**Task item**
Report each line of the material below that contains the string "negative", copying every such line in full.

**Supplied records**
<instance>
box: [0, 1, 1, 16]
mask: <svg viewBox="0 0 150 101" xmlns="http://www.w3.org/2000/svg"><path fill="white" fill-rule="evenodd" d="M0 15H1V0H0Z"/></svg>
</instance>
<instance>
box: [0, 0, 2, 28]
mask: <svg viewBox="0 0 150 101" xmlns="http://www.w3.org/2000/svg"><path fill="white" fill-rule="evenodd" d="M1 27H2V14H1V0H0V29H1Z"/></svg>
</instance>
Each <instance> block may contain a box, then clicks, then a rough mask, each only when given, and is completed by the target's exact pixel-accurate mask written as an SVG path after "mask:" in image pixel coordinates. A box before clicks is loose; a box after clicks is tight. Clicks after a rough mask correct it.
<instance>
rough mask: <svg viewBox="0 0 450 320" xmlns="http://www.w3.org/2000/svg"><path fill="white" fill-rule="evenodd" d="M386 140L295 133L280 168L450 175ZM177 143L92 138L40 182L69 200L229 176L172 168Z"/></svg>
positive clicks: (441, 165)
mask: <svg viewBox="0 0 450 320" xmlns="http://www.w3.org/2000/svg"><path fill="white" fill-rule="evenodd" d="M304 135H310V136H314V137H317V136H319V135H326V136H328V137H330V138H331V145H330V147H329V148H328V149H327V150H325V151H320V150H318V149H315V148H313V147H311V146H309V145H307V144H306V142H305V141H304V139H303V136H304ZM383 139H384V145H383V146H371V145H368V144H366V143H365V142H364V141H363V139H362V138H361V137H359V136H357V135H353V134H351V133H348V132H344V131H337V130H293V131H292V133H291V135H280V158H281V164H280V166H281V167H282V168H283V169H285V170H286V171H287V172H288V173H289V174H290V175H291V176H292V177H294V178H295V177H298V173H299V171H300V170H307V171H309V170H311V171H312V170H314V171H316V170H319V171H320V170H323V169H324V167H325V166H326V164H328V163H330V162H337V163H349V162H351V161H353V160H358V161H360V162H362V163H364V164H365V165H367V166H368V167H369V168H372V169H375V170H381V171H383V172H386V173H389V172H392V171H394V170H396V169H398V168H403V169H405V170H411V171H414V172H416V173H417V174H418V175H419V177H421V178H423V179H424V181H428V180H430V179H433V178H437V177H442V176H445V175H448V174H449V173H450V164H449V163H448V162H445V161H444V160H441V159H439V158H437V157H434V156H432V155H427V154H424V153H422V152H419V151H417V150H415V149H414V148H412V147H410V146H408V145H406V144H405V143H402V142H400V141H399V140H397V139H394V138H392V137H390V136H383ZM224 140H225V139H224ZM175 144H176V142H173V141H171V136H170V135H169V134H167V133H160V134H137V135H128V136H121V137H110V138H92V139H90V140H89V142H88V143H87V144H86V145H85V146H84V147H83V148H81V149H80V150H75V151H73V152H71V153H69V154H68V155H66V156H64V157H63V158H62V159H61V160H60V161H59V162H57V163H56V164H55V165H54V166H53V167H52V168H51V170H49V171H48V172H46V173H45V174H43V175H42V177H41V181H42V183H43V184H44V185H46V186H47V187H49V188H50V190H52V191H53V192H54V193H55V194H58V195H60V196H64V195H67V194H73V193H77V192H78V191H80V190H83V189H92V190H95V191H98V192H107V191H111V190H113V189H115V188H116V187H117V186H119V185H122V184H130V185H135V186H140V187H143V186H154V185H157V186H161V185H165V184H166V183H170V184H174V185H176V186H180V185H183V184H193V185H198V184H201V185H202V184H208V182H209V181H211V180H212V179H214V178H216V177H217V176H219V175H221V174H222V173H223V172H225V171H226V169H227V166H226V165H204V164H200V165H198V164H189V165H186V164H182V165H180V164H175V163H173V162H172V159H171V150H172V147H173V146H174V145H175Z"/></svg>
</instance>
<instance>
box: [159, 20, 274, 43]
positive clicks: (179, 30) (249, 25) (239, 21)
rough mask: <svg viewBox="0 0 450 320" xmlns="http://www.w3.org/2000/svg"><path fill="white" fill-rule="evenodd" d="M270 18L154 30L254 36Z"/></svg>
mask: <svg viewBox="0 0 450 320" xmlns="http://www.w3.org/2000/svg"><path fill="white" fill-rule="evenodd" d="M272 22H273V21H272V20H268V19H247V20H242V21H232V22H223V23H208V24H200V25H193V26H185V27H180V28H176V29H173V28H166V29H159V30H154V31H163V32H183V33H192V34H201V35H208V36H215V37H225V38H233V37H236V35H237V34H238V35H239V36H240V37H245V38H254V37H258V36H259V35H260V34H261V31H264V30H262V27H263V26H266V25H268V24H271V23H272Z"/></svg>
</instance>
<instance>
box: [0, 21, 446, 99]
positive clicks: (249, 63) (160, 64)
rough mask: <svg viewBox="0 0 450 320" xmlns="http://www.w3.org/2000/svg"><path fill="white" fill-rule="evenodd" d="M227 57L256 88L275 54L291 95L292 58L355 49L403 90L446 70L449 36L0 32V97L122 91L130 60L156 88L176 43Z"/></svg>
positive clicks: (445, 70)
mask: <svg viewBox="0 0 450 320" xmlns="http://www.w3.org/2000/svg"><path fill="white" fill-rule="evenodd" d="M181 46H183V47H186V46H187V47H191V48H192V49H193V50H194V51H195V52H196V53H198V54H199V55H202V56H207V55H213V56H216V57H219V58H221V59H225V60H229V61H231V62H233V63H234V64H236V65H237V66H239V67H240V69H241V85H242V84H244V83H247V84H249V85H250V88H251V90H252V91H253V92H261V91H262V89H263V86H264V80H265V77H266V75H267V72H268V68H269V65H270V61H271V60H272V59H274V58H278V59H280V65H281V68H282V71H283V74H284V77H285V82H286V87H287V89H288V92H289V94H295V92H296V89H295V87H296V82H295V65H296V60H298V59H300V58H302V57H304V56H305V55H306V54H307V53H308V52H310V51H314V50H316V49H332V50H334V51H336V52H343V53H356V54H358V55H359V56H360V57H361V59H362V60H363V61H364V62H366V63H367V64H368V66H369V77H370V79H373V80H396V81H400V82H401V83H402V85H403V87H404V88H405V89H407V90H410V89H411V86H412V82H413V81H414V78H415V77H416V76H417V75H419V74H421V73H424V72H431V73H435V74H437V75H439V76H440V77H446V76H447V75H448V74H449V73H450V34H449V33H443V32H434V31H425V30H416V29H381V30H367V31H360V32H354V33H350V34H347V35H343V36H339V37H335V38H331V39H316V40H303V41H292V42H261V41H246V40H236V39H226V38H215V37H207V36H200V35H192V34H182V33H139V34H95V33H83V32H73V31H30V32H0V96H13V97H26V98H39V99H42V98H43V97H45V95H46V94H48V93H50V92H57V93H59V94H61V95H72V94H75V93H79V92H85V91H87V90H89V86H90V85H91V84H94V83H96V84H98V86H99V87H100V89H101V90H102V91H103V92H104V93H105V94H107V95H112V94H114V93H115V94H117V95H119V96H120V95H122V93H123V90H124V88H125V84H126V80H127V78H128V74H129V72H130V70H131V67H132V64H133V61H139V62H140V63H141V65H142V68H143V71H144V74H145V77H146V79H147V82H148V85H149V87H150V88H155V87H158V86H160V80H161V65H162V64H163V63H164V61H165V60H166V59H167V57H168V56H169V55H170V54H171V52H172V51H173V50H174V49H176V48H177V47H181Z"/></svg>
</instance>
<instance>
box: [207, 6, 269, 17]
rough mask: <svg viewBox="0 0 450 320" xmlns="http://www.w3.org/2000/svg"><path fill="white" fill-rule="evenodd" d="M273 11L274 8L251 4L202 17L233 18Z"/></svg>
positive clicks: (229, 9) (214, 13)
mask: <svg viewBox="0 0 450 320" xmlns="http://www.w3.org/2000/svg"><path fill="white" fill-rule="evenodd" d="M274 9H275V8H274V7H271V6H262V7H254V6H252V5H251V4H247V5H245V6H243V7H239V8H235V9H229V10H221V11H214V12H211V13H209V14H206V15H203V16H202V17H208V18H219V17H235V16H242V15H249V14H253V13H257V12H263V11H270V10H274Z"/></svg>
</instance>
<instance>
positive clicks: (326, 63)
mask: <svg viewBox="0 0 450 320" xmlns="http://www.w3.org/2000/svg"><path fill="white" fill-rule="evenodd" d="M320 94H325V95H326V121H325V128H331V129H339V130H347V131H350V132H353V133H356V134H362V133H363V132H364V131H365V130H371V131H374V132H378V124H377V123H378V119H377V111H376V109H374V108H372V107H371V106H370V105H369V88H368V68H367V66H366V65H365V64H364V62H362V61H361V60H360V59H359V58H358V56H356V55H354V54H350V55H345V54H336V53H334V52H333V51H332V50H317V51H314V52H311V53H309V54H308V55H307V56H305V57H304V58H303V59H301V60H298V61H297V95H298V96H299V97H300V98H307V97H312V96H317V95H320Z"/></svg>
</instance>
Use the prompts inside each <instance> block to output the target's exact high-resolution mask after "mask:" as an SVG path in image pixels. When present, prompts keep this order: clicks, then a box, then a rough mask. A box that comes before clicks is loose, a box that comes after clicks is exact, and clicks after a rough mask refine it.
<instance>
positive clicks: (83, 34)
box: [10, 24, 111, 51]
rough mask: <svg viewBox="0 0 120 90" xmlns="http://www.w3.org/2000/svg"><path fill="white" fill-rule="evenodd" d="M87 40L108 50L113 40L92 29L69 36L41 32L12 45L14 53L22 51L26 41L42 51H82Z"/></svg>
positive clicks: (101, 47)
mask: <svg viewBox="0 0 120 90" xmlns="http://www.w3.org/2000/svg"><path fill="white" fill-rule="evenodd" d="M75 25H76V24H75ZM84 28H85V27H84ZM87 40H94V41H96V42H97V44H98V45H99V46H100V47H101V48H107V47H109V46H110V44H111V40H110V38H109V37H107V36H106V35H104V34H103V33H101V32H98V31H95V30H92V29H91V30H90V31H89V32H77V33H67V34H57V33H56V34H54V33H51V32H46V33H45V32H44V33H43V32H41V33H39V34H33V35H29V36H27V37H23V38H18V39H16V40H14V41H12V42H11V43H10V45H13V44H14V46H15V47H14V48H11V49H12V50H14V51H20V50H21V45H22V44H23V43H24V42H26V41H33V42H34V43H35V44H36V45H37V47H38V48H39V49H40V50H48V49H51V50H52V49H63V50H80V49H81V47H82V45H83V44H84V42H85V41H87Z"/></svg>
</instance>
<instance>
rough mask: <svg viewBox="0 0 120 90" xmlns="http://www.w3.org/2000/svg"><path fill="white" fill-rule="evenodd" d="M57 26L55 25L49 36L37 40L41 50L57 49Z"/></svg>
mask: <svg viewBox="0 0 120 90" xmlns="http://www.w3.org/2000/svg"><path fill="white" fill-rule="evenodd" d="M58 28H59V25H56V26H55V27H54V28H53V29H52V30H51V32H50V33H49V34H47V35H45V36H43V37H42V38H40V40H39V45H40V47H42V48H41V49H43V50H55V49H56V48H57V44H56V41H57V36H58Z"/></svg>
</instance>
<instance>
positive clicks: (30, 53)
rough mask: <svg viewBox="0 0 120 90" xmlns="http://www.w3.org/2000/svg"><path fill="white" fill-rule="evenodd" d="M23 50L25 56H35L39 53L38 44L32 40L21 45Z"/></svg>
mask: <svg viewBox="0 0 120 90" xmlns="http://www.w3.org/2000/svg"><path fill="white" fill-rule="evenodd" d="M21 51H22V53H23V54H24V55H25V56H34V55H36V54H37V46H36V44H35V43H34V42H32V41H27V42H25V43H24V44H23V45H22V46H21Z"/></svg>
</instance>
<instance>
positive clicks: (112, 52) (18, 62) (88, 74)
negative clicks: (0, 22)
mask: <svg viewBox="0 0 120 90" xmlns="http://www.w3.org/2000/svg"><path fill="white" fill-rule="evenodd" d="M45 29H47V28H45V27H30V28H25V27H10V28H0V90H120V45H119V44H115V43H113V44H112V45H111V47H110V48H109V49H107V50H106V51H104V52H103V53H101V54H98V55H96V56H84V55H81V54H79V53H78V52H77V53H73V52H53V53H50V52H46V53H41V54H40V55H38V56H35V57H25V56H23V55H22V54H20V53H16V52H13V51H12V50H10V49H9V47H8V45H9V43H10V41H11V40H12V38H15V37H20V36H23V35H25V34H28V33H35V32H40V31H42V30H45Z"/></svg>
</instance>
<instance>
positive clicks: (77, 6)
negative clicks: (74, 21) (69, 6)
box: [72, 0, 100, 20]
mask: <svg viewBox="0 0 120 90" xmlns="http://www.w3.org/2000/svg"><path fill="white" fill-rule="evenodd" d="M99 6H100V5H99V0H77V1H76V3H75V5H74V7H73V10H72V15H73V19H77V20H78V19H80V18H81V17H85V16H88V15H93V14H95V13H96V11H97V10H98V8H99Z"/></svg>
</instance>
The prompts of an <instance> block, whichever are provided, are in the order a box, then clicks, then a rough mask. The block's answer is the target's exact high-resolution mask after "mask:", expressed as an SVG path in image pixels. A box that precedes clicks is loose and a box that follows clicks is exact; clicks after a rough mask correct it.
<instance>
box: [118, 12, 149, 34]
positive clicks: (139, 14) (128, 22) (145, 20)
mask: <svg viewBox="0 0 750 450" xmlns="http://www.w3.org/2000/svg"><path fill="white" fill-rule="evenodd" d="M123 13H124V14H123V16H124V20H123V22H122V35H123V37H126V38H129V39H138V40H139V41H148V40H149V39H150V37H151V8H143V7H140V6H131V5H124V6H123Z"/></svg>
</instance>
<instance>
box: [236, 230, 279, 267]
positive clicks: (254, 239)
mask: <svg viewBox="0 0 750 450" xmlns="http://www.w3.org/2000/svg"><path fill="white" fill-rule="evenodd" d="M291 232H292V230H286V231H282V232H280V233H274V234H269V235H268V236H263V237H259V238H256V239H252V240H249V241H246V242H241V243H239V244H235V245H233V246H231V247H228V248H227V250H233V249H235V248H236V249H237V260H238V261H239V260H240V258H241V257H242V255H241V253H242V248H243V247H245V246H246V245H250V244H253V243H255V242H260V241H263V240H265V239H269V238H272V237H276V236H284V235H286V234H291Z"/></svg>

**Solution to the exercise**
negative clicks: (0, 22)
negative clicks: (74, 21) (69, 6)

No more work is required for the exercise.